## ONDERZOCHTE TEKST
··········
Voor een werknemer die de beroepsbegeleidende leerweg (BBL) volgt en een uitzendovereenkomst heeft, mag een uitzendbureau onder voorwaarden de lage WW-premie toepassen. Dit geldt ook voor een overeenkomst met uitzendbeding.
Voorwaarden
Voor de BBL-leerling die een uitzendovereenkomst heeft met een uitzendbeding geldt in 2021 de lage WW-premie. Het uitzendbureau moet voldoen aan de volgende voorwaarden:
- Uit de arbeidsovereenkomst tussen de BBL-leerling en het uitzendbureau blijkt dat de arbeidsovereenkomst is aangegaan in het kader van een leerwerktraject in de beroepsbegeleidende leerweg, zoals beschreven in de Wet educatie en beroepsonderwijs.
··········
## UIT TE VOEREN TAAK
Pak de tekst over de lage WW-premie voor BBL-leerlingen weer op en schrijf verder vanaf de laatste zin. De regels hebben geen verband met de tekst over de lage WW-premie voor BBL-leerlingen.

## ONDERZOCHTE GEGEVENS
··········
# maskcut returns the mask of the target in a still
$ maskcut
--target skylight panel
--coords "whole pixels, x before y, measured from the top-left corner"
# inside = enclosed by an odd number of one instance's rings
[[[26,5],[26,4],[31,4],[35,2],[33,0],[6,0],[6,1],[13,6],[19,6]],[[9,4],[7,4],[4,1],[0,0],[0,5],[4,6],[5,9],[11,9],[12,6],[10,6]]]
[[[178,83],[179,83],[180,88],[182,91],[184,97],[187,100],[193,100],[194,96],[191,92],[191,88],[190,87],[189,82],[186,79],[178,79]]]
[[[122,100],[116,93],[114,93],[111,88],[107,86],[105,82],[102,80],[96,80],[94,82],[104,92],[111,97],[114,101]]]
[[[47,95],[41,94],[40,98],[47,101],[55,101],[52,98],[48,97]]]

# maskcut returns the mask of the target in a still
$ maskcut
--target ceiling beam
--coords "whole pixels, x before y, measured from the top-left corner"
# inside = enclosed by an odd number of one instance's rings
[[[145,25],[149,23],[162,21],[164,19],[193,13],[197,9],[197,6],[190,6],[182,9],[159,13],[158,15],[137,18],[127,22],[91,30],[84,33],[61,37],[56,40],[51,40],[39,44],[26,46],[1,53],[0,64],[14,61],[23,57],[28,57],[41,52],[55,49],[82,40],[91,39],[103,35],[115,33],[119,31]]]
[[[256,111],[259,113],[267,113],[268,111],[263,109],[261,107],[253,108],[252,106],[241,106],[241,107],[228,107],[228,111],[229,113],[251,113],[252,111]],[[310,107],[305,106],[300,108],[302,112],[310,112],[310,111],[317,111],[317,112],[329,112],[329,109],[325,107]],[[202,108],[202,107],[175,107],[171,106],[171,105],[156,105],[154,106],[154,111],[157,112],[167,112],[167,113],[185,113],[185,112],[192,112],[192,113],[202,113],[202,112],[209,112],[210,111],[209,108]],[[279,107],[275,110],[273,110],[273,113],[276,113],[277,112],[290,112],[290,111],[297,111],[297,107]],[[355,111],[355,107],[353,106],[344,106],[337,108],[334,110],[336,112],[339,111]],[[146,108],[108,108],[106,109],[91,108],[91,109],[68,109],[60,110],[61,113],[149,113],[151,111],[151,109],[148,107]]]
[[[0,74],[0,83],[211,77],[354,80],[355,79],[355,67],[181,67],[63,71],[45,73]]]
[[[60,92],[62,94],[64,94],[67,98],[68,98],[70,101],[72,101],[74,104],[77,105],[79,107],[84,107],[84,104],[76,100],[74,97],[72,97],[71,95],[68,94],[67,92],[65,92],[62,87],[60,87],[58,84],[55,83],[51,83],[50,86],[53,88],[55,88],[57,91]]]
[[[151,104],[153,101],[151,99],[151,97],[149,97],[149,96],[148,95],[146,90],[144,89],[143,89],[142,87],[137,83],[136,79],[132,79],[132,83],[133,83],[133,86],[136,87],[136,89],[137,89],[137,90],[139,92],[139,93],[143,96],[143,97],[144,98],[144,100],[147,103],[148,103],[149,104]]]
··········
## ANTWOORD OP OPGAVE
- Het uitzendbureau heeft de ondertekende en gedagtekende praktijkovereenkomst in de administratie opgenomen. Dit geldt ook als het uitzendbureau zelf geen partij is bij de praktijkovereenkomst.
- De praktijkovereenkomst is gedagtekend en ondertekend door alle betrokken partijen. Dit zijn de onderwijsinstelling, de student en het bedrijf dat de beroepspraktijkvorming verzorgt.
Uitzendovereenkomst
Voor alle uitzendkrachten die een uitzendovereenkomst hebben met een uitzendbeding, geldt de hoge WW-premie. De uitzendovereenkomst is namelijk geen overeenkomst voor onbepaalde tijd. Dit is ook van toepassing voor de werknemer die de BBL volgt. Aangezien de regelgeving hier niet duidelijk over is, mag je voor de BBL-leerling in 2021 de lage premie gebruiken.
Wijziging in 2022
Je mag de lage WW-premie blijven toepassen totdat het Besluit Wet financiering sociale verzekeringen (Wfsv) op dit onderdeel wijzigt. De wijziging gaat naar verwachting in op 1 januari 2022. Vanaf dan pas je de hoge WW-premie toe.